#### [Prompt]
Turn all the rows below into a JSON list of strings, with one string for each line and any blank lines left out.
=== Provided data ===
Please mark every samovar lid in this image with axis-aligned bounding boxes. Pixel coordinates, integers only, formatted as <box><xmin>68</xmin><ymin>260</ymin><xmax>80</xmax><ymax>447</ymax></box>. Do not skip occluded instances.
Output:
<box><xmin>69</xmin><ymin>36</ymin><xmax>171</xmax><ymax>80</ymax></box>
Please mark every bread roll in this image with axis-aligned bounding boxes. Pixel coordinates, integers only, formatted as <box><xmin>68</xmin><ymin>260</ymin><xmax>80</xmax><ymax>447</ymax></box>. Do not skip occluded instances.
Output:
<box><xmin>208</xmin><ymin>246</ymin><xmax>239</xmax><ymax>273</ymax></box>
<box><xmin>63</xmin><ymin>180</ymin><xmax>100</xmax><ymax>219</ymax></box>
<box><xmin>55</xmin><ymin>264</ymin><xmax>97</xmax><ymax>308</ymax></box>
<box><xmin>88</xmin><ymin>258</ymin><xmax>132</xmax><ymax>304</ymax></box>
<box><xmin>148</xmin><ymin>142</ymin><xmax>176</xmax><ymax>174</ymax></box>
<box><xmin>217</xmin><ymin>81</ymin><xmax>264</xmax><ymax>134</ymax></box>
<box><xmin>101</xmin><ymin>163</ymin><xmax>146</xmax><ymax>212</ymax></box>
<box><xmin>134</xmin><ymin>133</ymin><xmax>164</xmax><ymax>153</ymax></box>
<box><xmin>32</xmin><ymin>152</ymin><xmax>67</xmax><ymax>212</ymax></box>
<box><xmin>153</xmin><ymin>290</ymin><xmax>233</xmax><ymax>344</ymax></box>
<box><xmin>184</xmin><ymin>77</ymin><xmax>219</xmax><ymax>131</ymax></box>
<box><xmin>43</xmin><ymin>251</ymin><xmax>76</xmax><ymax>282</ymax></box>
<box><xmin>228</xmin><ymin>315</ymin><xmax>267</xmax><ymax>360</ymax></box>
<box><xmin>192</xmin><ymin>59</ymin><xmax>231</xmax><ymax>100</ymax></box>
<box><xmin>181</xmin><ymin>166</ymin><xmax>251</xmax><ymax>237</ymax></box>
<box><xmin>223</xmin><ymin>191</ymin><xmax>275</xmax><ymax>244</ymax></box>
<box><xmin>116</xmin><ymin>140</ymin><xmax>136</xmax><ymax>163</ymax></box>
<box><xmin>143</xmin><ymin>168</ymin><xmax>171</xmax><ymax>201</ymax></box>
===
#### [Task response]
[
  "Please mark every samovar lid in this image with axis-aligned bounding boxes. Pixel coordinates, integers only, formatted as <box><xmin>68</xmin><ymin>260</ymin><xmax>80</xmax><ymax>447</ymax></box>. Do not skip occluded instances.",
  "Output:",
  "<box><xmin>69</xmin><ymin>36</ymin><xmax>171</xmax><ymax>80</ymax></box>",
  "Please mark every bread roll in this image with axis-aligned bounding boxes. Pixel coordinates, integers only, formatted as <box><xmin>68</xmin><ymin>260</ymin><xmax>80</xmax><ymax>447</ymax></box>. Do not skip occluded instances.",
  "Output:",
  "<box><xmin>208</xmin><ymin>246</ymin><xmax>239</xmax><ymax>273</ymax></box>",
  "<box><xmin>63</xmin><ymin>180</ymin><xmax>100</xmax><ymax>219</ymax></box>",
  "<box><xmin>55</xmin><ymin>264</ymin><xmax>97</xmax><ymax>308</ymax></box>",
  "<box><xmin>88</xmin><ymin>258</ymin><xmax>132</xmax><ymax>304</ymax></box>",
  "<box><xmin>148</xmin><ymin>142</ymin><xmax>176</xmax><ymax>174</ymax></box>",
  "<box><xmin>217</xmin><ymin>81</ymin><xmax>264</xmax><ymax>134</ymax></box>",
  "<box><xmin>101</xmin><ymin>163</ymin><xmax>146</xmax><ymax>212</ymax></box>",
  "<box><xmin>134</xmin><ymin>133</ymin><xmax>164</xmax><ymax>153</ymax></box>",
  "<box><xmin>32</xmin><ymin>152</ymin><xmax>67</xmax><ymax>212</ymax></box>",
  "<box><xmin>153</xmin><ymin>290</ymin><xmax>233</xmax><ymax>344</ymax></box>",
  "<box><xmin>184</xmin><ymin>77</ymin><xmax>219</xmax><ymax>131</ymax></box>",
  "<box><xmin>43</xmin><ymin>251</ymin><xmax>76</xmax><ymax>282</ymax></box>",
  "<box><xmin>228</xmin><ymin>315</ymin><xmax>267</xmax><ymax>360</ymax></box>",
  "<box><xmin>192</xmin><ymin>59</ymin><xmax>231</xmax><ymax>100</ymax></box>",
  "<box><xmin>181</xmin><ymin>166</ymin><xmax>251</xmax><ymax>237</ymax></box>",
  "<box><xmin>223</xmin><ymin>191</ymin><xmax>275</xmax><ymax>244</ymax></box>",
  "<box><xmin>116</xmin><ymin>140</ymin><xmax>136</xmax><ymax>163</ymax></box>",
  "<box><xmin>143</xmin><ymin>168</ymin><xmax>171</xmax><ymax>201</ymax></box>"
]